**Task:** Pull out every line of the records below that contains the word "cabinet", and copy each one in full.

**Data entries:**
★ ★ ★ ★ ★

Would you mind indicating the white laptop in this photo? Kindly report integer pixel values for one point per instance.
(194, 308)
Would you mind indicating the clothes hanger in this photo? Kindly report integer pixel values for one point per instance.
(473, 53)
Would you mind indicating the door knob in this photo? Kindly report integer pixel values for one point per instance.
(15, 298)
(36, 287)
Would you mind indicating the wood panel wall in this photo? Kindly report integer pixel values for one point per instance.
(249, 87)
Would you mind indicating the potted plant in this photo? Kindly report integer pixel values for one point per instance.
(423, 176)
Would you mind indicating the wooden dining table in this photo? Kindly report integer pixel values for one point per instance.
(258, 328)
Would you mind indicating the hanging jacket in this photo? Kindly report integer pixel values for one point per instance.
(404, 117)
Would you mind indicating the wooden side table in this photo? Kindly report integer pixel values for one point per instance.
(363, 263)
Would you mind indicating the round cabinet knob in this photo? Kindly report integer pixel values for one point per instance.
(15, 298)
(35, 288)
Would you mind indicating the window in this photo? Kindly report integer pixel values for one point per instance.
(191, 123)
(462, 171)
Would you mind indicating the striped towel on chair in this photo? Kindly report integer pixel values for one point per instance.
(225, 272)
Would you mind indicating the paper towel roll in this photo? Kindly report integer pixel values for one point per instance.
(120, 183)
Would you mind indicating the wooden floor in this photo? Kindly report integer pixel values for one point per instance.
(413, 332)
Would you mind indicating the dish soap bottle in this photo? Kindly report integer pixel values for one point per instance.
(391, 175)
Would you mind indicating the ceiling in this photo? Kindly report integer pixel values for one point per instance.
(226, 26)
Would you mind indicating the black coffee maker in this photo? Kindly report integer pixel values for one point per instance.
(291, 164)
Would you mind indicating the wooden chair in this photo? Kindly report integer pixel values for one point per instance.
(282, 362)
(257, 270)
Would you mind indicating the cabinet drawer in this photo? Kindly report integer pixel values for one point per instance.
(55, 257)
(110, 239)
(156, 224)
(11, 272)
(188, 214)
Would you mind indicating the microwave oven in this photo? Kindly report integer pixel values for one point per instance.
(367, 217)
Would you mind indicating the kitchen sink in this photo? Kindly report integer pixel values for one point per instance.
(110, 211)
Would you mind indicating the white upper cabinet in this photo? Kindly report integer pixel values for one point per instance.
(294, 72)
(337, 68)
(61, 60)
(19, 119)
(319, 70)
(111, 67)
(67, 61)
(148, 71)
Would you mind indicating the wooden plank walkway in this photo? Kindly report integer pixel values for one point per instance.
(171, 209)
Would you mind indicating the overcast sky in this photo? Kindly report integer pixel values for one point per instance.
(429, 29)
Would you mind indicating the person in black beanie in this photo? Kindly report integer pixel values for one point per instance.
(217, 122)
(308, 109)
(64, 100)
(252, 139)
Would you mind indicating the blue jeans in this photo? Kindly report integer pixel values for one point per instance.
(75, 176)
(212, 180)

★ ★ ★ ★ ★

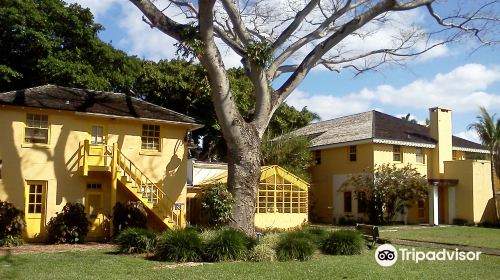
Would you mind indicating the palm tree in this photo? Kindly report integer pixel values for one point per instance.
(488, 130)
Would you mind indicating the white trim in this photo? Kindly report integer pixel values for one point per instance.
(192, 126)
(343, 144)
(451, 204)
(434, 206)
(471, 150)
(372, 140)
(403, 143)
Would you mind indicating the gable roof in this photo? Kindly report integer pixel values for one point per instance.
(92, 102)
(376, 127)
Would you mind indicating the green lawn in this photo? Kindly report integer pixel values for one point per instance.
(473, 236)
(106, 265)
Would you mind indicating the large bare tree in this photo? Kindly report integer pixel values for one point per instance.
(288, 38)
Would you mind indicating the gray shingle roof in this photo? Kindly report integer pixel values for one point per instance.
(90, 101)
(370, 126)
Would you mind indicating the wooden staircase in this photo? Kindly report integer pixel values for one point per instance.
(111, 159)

★ ★ ★ ★ ★

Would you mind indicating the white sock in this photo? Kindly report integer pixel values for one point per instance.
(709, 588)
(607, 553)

★ ★ ★ ★ ★

**Finished exercise:**
Would you mind indicating the round cabinet knob in this photo? Kindly report integer pixel values for one point per instance.
Would you mind indicating the cabinet drawer in this photo? Kindly report integer pixel values for one point per instance.
Would you mind indicating the white upper cabinet in this photo? Kindly report integer pixel values for one point per instance.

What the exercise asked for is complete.